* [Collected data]
BEGIN

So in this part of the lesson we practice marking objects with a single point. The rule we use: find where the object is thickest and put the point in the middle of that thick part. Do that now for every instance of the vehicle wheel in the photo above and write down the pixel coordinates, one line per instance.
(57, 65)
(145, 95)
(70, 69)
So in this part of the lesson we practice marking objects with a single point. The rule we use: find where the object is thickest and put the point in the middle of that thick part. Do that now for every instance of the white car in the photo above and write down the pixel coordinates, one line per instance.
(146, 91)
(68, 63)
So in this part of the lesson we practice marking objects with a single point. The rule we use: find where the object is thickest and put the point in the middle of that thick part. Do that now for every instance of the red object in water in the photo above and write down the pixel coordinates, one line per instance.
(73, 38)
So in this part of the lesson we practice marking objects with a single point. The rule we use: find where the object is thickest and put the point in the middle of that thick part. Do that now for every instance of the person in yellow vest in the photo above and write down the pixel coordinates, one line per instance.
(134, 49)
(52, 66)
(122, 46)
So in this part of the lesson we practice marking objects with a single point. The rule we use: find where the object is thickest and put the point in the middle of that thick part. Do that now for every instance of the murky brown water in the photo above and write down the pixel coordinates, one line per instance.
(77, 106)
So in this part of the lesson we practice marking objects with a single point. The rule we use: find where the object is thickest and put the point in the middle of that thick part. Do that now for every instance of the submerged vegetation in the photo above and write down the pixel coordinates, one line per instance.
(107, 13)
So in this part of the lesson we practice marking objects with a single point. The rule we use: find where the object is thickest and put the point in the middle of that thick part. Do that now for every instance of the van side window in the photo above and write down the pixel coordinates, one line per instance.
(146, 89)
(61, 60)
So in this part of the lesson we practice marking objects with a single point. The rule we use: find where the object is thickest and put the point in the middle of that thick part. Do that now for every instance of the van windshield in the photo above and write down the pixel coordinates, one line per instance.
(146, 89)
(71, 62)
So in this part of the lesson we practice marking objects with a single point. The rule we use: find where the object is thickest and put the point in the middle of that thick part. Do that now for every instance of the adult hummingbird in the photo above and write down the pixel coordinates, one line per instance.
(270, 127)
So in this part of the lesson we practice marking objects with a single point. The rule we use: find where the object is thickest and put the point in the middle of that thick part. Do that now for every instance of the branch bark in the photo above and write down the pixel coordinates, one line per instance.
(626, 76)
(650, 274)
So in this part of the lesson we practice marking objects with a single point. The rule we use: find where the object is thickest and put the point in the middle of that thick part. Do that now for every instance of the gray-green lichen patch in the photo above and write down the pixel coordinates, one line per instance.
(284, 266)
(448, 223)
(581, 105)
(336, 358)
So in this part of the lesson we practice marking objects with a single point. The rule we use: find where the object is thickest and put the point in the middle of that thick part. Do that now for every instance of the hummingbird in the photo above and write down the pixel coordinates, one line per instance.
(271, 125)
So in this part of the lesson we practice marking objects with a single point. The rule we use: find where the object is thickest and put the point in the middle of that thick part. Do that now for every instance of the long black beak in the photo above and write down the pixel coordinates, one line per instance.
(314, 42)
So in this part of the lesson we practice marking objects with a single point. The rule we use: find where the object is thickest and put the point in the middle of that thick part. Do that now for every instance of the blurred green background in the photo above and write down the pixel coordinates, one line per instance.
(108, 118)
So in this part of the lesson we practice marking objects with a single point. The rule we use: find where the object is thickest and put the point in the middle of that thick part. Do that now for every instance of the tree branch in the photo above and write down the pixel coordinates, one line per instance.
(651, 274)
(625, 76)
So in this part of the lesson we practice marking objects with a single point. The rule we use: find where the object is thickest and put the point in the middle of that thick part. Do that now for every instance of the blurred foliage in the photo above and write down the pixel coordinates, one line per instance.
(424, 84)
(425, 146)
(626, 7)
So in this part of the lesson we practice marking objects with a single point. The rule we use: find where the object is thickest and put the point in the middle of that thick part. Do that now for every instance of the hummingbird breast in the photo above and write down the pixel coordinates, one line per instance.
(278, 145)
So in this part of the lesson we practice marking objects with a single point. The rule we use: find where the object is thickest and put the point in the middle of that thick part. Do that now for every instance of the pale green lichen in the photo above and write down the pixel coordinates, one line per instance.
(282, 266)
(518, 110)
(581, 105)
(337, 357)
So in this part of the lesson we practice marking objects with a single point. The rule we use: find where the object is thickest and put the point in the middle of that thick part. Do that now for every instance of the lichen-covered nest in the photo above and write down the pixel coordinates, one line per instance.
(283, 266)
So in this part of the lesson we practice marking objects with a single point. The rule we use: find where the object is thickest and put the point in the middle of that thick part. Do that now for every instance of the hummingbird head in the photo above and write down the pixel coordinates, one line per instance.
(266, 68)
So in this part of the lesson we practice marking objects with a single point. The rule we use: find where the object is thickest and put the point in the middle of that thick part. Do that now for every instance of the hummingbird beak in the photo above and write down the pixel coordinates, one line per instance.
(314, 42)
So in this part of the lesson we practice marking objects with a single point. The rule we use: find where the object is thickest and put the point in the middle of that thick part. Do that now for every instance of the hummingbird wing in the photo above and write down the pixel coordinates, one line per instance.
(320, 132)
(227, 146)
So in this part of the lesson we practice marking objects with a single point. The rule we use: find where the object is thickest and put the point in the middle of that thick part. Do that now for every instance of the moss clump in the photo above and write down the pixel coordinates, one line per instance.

END

None of the lines above may be skipped. Transcribe each one exactly.

* [Result of this task]
So in this part of the lesson we practice marking objects with a single point. The rule we use: find where the object is thickest and put the point in the middle of that thick part. Do that now for every instance of the vehicle wheel in the photo above and write down the pixel coordinates, one line per instance.
(57, 65)
(145, 95)
(70, 69)
So in this part of the lesson we practice marking objects with a single point. The rule we use: find where the object is thickest and put the point in the middle of that thick part. Do that now for every instance of the white car in the photo above and write down the pixel coordinates, one line per instance.
(146, 91)
(68, 63)
So in this part of the lesson we practice marking objects with a single point. The rule we use: find where the object is thickest and put the point in the middle of that thick part. Do that now for every instance of the red object in water in the photo above and write down the pixel coordinates, one line per instance.
(73, 38)
So in this part of the lesson we practice marking objects with a single point. The rule we use: find where the object is thickest and put the point in the middle of that thick part. Do that now for every instance of the person in yellow vest in the photo above and write down the pixel coordinates, one line per instance.
(134, 49)
(52, 66)
(122, 46)
So in this part of the lesson we practice marking objects with a single point. The rule we use: find where the object is thickest and put the point in the middle of that thick part. Do that now for every instance of the murky brown water in the photo above and write down the pixel coordinates, one line per instance.
(77, 106)
So in this part of the lesson we practice marking objects with a single point. The rule we use: find where the object is thickest and put the point in the middle of that thick part. Do that now for every instance of the submerged vegetation in the photo above and write down the pixel coordinates, one line per instance.
(107, 13)
So in this part of the lesson we practice marking objects with a single point. The rule we use: find where the object is thickest and put the point in the middle of that thick part. Do that now for every instance of the van side window in the photo above and write down the pixel coordinates, one line per instance.
(146, 89)
(61, 60)
So in this part of the lesson we practice marking objects with a single point. The rule we use: find where the object is thickest and put the point in the middle of that thick part. Do that now for every instance of the van windshield in the photo above and write down the pixel coordinates, one line per instance.
(146, 89)
(71, 62)
So in this part of the lesson we practice marking objects with a single point. The rule we use: find where the object is thickest and put the point in the middle of that thick part. Do that now for every instance of the adult hummingbird in the photo above and write down the pixel coordinates, one line per instance.
(270, 127)
So in this part of the lesson we practice marking objects with a single point. The rule we use: find where the object is thickest and put the point in the middle of that thick part. Do that now for every instance of the branch bark in the photo above and write down the pixel coordinates, one line per instance.
(626, 76)
(650, 274)
So in this part of the lesson we practice marking objects with a single point. The rule we use: find where the object is thickest and put the point in the middle of that thick part. Do that now for every instance of the gray-green lichen patch in the photo above and write down the pixel coordinates, one line per instance.
(284, 266)
(448, 223)
(581, 105)
(336, 358)
So in this part of the lesson we practice marking objects with a single point. The rule we use: find where the object is thickest and put the point in the middle of that thick part. Do that now for every instance of the hummingbird in the photo above and write down the pixel coordinates, one line per instance.
(271, 125)
So in this part of the lesson we practice marking objects with a single point. The rule we use: find where the object is thickest and put the point in the middle of that thick part. Do that now for every instance of the long black beak in the photo above and write down the pixel coordinates, one line per instance.
(314, 42)
So in this part of the lesson we practice marking objects with a single point. The rule we use: find where the object is thickest and put the point in the middle of that thick part. Do that now for every instance of the blurred green background in the photo above and write down the pixel coordinates, one line per instance.
(108, 118)
So in this part of the lesson we practice marking objects with a single point. The rule we use: find where the object is thickest and put the point in the middle of that thick part. Do that now for every instance of the tree branch in the photo above and write down the pixel coordinates, one line per instance.
(651, 274)
(625, 76)
So in this part of the lesson we practice marking objects with a single point. The rule we use: find where the object is thickest and put the point in the middle of that thick part. Do that now for every instance of the blurred foliage in the photo above and write down the pixel coordinates, one line per instance.
(424, 84)
(425, 146)
(626, 7)
So in this part of the lesson we practice marking objects with a single point. The rule we use: find where the object is thickest and put the point in the middle of that thick part. Do that now for every instance of the hummingbird breast in the photo above and write down the pixel coordinates, one line per instance.
(278, 145)
So in this part of the lesson we practice marking objects with a single point. The rule we use: find where the object is thickest and put the point in the middle of that thick part. Do that now for every instance of the pale green lichen in the photo above and write down the pixel coordinates, one line per instance.
(282, 266)
(518, 110)
(581, 105)
(337, 357)
So in this part of the lesson we practice marking objects with a single point. The rule we use: find where the object is thickest and put the point in the middle of that thick part. Do that now for every instance of the lichen-covered nest in the photo above and write down the pixel coordinates, one line per instance.
(283, 266)
So in this part of the lesson we practice marking objects with a single point. The rule we use: find where the object is thickest and put the point in the middle of that thick part. Do that now for every instance of the hummingbird head in the photo above and write down the pixel coordinates, one line per instance.
(266, 68)
So in this part of the lesson we practice marking objects with a single point. The rule we use: find where the object is thickest and put the point in the middle of that thick part. Do that now for every instance of the hummingbird beak in the photo above and write down the pixel coordinates, one line per instance.
(314, 42)
So in this part of the lesson we practice marking objects with a single point. The rule we use: find where the object is thickest and put the point in the middle of that thick part. Do that now for every instance of the hummingbird wing in the photo above and write down the pixel coordinates, one line per instance.
(320, 132)
(227, 146)
So in this part of the lesson we practice marking objects with a single point. The rule we use: find where the object is thickest and put the point in the middle of that thick part. Do that now for every instance of the moss clump in the photo above and write down the pixel coordinates, one line per instance.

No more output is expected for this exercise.